Aktuelle Neurologie 2006; 33 - P1441
DOI: 10.1055/s-2006-953485

ARUBA – A Randomized Trial of Unruptured Brain AVMs

C. Stapf 1, J. Mohr 1
  • 1For the ARUBA (A Randomized trial of Unruptured Brain Arteriovenous malformations) Study Collaborators

Rationale: Current invasive treatment for brain arteriovenous malformations (AVMs) is varied and includes endovascular procedures, neurosurgery, and radiotherapy alone and in combination, largely dependent on the decisions of the local clinical team. However, no controlled treatment data on invasive AVM therapy exist and recent data raise serious doubt about the treatment benefit for unruptured brain AVMs. We propose a randomized treatment trial testing the hypothesis that medical management improves long-term outcomes of patients with unruptured AVMs compared to invasive treatment.

Design: ARUBA is an international, multicenter, randomized, controlled, open, prospective clinical trial.

Sample size: 800 patients (1:1 random assignment).

Population studied: Patients aged ≥18 years, diagnosed with an unruptured brain AVM considered treatable by the local investigators.

_ _ _ _

→ AIM OF THE EXERCISE
Extend the ARUBA trial abstract past its final section, writing the parts that would come next. The rows have no connection to the ARUBA abstract.

Dataset entries:

_ _ _ _

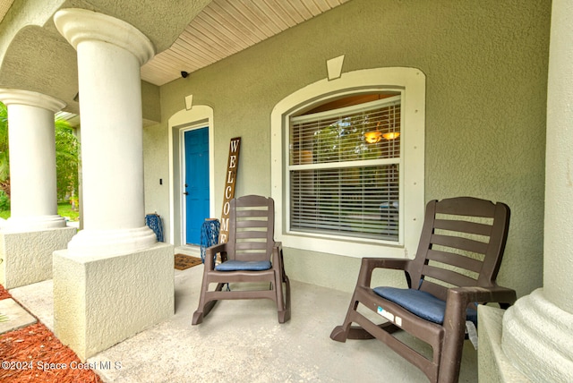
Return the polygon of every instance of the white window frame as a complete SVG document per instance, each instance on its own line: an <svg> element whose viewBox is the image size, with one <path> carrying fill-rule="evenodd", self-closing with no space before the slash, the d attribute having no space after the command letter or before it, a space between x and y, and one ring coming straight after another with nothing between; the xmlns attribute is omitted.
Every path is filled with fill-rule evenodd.
<svg viewBox="0 0 573 383"><path fill-rule="evenodd" d="M402 162L398 243L288 230L288 129L290 117L337 98L399 90L402 93ZM277 209L275 236L283 246L348 257L411 258L424 214L425 75L415 68L365 69L321 80L279 101L271 113L271 196Z"/></svg>

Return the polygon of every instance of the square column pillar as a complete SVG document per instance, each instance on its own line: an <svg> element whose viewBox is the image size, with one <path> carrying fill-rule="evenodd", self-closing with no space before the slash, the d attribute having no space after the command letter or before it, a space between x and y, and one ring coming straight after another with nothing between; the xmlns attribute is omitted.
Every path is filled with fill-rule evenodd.
<svg viewBox="0 0 573 383"><path fill-rule="evenodd" d="M140 68L154 47L96 12L54 22L78 53L84 226L54 253L54 327L86 360L175 311L173 246L144 219Z"/></svg>
<svg viewBox="0 0 573 383"><path fill-rule="evenodd" d="M0 284L6 288L52 277L52 252L75 234L57 215L55 113L50 96L0 89L8 108L11 217L0 231Z"/></svg>

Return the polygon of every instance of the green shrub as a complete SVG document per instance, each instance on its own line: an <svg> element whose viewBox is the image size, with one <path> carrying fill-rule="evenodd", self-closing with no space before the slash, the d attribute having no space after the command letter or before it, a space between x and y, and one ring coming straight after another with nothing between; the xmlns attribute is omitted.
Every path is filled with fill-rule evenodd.
<svg viewBox="0 0 573 383"><path fill-rule="evenodd" d="M10 211L10 199L3 191L0 191L0 210Z"/></svg>

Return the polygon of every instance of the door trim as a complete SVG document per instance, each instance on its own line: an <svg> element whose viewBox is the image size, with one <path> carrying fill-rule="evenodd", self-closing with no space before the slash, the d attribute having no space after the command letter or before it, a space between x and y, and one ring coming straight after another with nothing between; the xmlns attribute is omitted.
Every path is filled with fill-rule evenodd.
<svg viewBox="0 0 573 383"><path fill-rule="evenodd" d="M184 167L184 157L182 145L184 131L207 127L209 129L209 187L210 217L215 217L215 140L213 109L204 105L193 106L190 110L180 110L168 120L169 144L169 243L175 245L184 245L184 203L183 201L184 178L182 170Z"/></svg>

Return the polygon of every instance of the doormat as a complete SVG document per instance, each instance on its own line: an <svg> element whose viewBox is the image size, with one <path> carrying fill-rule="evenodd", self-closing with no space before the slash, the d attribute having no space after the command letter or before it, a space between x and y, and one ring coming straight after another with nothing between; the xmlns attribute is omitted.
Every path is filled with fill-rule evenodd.
<svg viewBox="0 0 573 383"><path fill-rule="evenodd" d="M192 257L185 254L175 254L175 268L177 270L184 270L185 268L192 268L193 266L201 265L203 263L201 258Z"/></svg>

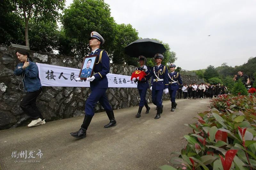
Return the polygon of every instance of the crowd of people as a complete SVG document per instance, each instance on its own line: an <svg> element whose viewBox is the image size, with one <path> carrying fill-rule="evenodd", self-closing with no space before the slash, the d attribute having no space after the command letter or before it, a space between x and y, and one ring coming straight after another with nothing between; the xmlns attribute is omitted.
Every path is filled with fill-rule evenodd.
<svg viewBox="0 0 256 170"><path fill-rule="evenodd" d="M220 83L214 85L212 83L201 83L197 84L194 83L188 86L184 84L183 87L180 87L178 90L177 99L181 99L182 94L184 99L196 99L209 98L212 99L214 96L227 93L228 88Z"/></svg>

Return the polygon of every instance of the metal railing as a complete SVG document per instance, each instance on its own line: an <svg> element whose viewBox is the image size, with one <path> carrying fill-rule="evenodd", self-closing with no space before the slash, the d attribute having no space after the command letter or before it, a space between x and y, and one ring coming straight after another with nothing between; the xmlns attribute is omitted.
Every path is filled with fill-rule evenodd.
<svg viewBox="0 0 256 170"><path fill-rule="evenodd" d="M182 74L185 74L185 75L189 75L189 76L195 76L197 79L200 80L199 78L199 76L196 73L195 71L192 71L189 70L187 70L184 69L180 69L180 73Z"/></svg>

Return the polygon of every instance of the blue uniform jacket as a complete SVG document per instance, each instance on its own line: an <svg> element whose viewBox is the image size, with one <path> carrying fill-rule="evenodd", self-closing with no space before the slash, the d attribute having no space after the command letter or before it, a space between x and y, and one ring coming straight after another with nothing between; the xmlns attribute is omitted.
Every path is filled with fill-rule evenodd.
<svg viewBox="0 0 256 170"><path fill-rule="evenodd" d="M154 71L154 68L155 71ZM161 64L158 69L157 69L156 66L152 67L151 68L150 74L152 76L151 79L151 86L152 89L156 90L164 90L168 88L168 68L165 66ZM154 79L157 78L155 75L157 76L160 79L164 79L163 81L154 81Z"/></svg>
<svg viewBox="0 0 256 170"><path fill-rule="evenodd" d="M14 73L16 76L21 75L22 77L22 73L24 74L24 78L22 81L24 84L24 91L31 92L39 90L42 85L39 78L37 66L35 63L29 60L28 62L29 65L25 69L22 67L23 65L23 63L18 64Z"/></svg>
<svg viewBox="0 0 256 170"><path fill-rule="evenodd" d="M174 71L172 74L172 75L171 76L172 74L171 73L168 73L168 79L169 81L169 86L168 88L169 89L174 90L178 90L180 88L179 84L178 82L179 82L179 83L181 86L181 87L183 86L183 83L182 82L182 80L181 78L181 77L180 76L180 75L178 72ZM176 83L171 83L171 82L173 82L173 81L172 80L172 79L173 80L173 81L176 81Z"/></svg>
<svg viewBox="0 0 256 170"><path fill-rule="evenodd" d="M86 70L86 68L82 70L81 72L81 75L80 75L81 78L88 78L91 75L92 69L89 67L88 69Z"/></svg>
<svg viewBox="0 0 256 170"><path fill-rule="evenodd" d="M150 78L150 69L149 67L147 66L148 70L145 72L147 76L144 78L142 78L141 81L138 81L137 88L139 90L142 90L145 89L148 89L149 87L148 82L148 81ZM136 69L136 70L141 70L144 71L143 68L140 67Z"/></svg>
<svg viewBox="0 0 256 170"><path fill-rule="evenodd" d="M102 55L100 57L101 51L103 52ZM109 57L105 51L100 49L96 50L93 55L97 55L97 56L93 69L95 79L90 82L91 88L92 90L108 88L108 82L106 75L109 72Z"/></svg>

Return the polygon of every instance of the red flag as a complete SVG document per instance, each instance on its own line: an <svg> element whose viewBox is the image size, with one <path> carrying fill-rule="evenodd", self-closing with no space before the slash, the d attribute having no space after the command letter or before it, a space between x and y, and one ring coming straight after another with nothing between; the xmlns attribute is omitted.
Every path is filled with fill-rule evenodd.
<svg viewBox="0 0 256 170"><path fill-rule="evenodd" d="M139 77L139 79L140 81L141 80L142 78L144 78L145 76L147 75L146 73L144 71L140 70L136 70L132 74L132 77L131 78L131 80L133 78L137 78Z"/></svg>

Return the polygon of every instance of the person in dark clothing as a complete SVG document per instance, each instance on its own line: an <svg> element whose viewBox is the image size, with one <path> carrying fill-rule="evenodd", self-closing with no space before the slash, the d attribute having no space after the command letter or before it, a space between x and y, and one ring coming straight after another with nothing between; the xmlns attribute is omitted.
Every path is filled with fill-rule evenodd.
<svg viewBox="0 0 256 170"><path fill-rule="evenodd" d="M191 85L189 85L189 86L188 87L188 99L191 99L192 97L192 92L193 92L193 88Z"/></svg>
<svg viewBox="0 0 256 170"><path fill-rule="evenodd" d="M32 120L28 126L45 124L45 119L36 104L36 98L42 91L37 66L32 62L33 60L26 50L19 49L16 51L15 54L18 59L22 63L18 64L14 73L16 76L21 76L24 89L20 89L26 93L20 102L20 107Z"/></svg>

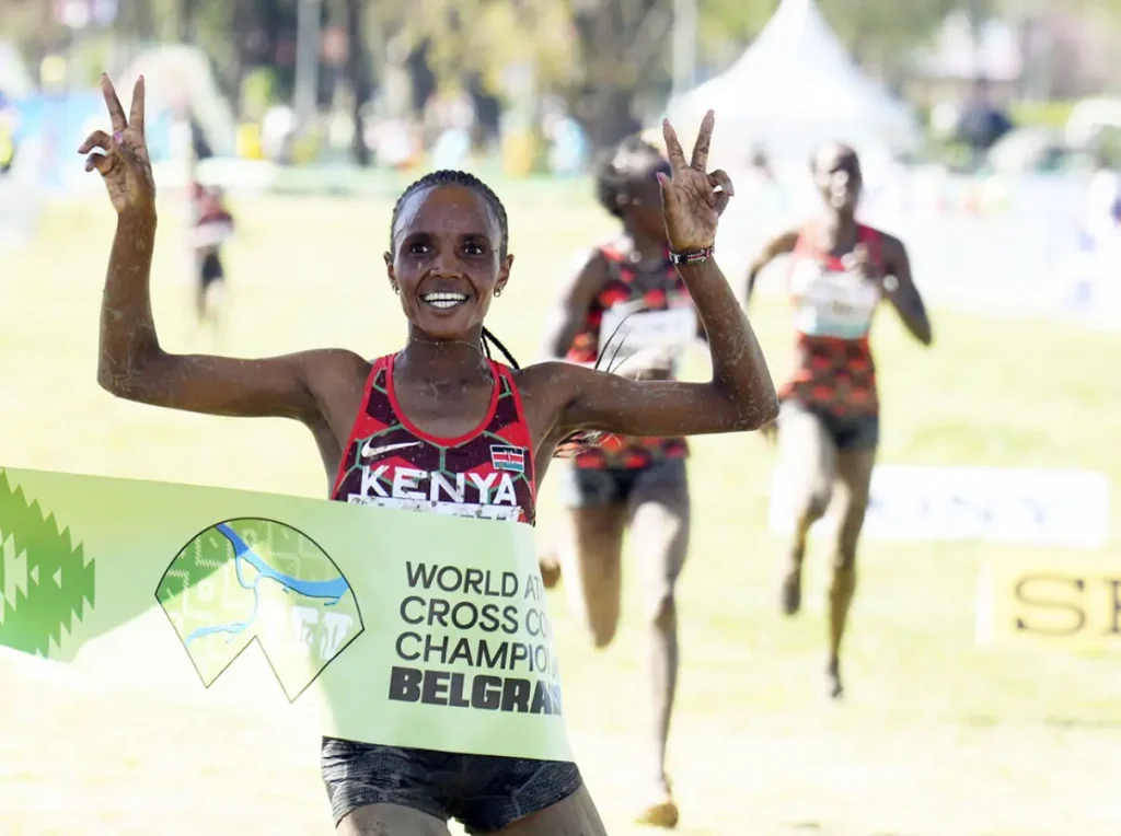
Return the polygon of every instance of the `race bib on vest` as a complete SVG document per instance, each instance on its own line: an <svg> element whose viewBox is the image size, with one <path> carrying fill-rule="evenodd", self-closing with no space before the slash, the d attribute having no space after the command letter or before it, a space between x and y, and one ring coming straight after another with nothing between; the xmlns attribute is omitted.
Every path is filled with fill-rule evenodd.
<svg viewBox="0 0 1121 836"><path fill-rule="evenodd" d="M790 276L795 327L809 336L855 340L868 334L880 291L851 273L802 260Z"/></svg>
<svg viewBox="0 0 1121 836"><path fill-rule="evenodd" d="M696 312L683 298L666 310L643 310L641 303L608 308L600 324L600 352L617 360L637 354L676 359L697 335Z"/></svg>

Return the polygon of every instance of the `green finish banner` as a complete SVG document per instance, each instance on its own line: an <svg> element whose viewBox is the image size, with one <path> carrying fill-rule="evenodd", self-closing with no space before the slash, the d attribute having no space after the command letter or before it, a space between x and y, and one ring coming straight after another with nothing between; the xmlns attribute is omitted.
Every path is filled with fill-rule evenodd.
<svg viewBox="0 0 1121 836"><path fill-rule="evenodd" d="M572 760L521 523L0 468L0 645L203 698L237 679L332 737Z"/></svg>

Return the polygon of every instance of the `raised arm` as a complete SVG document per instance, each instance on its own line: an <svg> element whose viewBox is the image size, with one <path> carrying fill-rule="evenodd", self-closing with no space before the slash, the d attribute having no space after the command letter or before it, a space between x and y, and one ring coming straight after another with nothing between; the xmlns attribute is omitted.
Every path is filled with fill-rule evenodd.
<svg viewBox="0 0 1121 836"><path fill-rule="evenodd" d="M108 77L102 76L101 86L113 134L95 131L78 149L89 155L86 170L101 173L117 210L101 305L98 382L117 397L172 409L314 419L321 410L309 381L345 374L360 357L316 351L237 360L169 354L160 347L148 289L157 221L143 137L143 78L132 92L129 117Z"/></svg>
<svg viewBox="0 0 1121 836"><path fill-rule="evenodd" d="M543 356L560 360L568 353L589 308L592 307L592 300L606 280L608 262L603 254L595 250L584 257L553 304L553 310L545 325Z"/></svg>
<svg viewBox="0 0 1121 836"><path fill-rule="evenodd" d="M883 281L883 295L915 338L923 345L929 345L934 341L934 334L926 314L926 305L923 304L923 297L919 296L911 278L907 248L893 235L883 236L883 271L888 277ZM889 280L892 277L893 282Z"/></svg>
<svg viewBox="0 0 1121 836"><path fill-rule="evenodd" d="M732 195L723 171L705 164L714 117L702 123L692 164L673 128L665 124L673 179L663 179L666 231L673 250L693 253L678 266L708 334L712 380L707 383L633 381L562 363L545 363L532 381L554 399L556 419L549 437L581 429L633 436L703 435L759 429L778 415L775 386L762 351L735 295L710 248L720 214ZM707 252L707 258L697 253Z"/></svg>
<svg viewBox="0 0 1121 836"><path fill-rule="evenodd" d="M798 230L790 230L772 238L767 242L767 245L763 247L762 252L759 253L756 260L751 262L751 267L748 269L747 289L743 292L744 308L751 305L751 294L754 292L756 280L759 278L759 273L779 256L794 252L794 248L798 244L799 234Z"/></svg>

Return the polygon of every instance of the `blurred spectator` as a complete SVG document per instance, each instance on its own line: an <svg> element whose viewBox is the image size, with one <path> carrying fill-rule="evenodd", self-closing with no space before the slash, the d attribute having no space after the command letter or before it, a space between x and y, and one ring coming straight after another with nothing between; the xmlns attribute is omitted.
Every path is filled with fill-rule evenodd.
<svg viewBox="0 0 1121 836"><path fill-rule="evenodd" d="M975 157L983 157L1012 127L1004 111L993 103L989 80L978 77L957 122L957 141L969 146Z"/></svg>

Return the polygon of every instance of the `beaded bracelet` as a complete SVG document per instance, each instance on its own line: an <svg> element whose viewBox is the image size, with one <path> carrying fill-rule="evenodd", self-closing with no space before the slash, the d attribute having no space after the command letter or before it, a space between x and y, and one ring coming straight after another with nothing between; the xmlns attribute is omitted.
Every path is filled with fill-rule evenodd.
<svg viewBox="0 0 1121 836"><path fill-rule="evenodd" d="M716 245L705 247L703 250L688 250L686 252L669 252L669 263L671 264L703 264L712 257Z"/></svg>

_ _ _ _

→ TASK OUTPUT
Outcome measures: The primary outcome is the composite event of death from any cause or stroke (hemorrhage or infarction confirmed by imaging). Clinical outcome status will be measured by the Rankin Scale, NIHSS, EuroQual, and SF-36.

Interventions: Patients will be randomly assigned to invasive therapy (endovascular, surgical, and/or radiation therapy) versus medical management alone. Patients will be followed for a minimum of 5 years and a maximum of 7.5 years (mean 6.25 years) from randomization.

Statistical analysis: The test will have 87.5% power to detect a risk reduction of 40% (hazard ratio of 0.60), and 80% power to detect a risk reduction of 36.5% (hazard ratio of 0.635). These hazard ratios correspond to an absolute decrease in 5-year event rates of 7.5% and 6.7% respectively for medical management, from an assumed 5-year event rate of 20% for invasive treatment.

Trial status: Over 100 centers world-wide (62 US, 35 Europe, 3 Canada, 3 Australia) ready to participate. Patient enrollment will start in 2006.

Sponsor: NIH/NINDS.

Principal Investigator: J.P. Mohr, MD.

Principal Co-Investigator (Europe): C. Stapf, MD.

Website: www.arubastudy.org.

The presentation will provide details on both, study rationale and design.